__Dataset rows__
┄┄┄┄┄┄

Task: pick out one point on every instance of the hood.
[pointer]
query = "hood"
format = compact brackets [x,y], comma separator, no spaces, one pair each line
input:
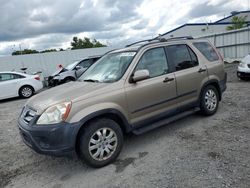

┄┄┄┄┄┄

__Short problem__
Rewrite these items with every "hood" changed to "hat" and everything else left the same. Don't include the pictures.

__Final result__
Task: pick out one point on every instance of the hat.
[pointer]
query = "hat"
format = compact brackets [x,y], comma separator, no spaces, one pair each line
input:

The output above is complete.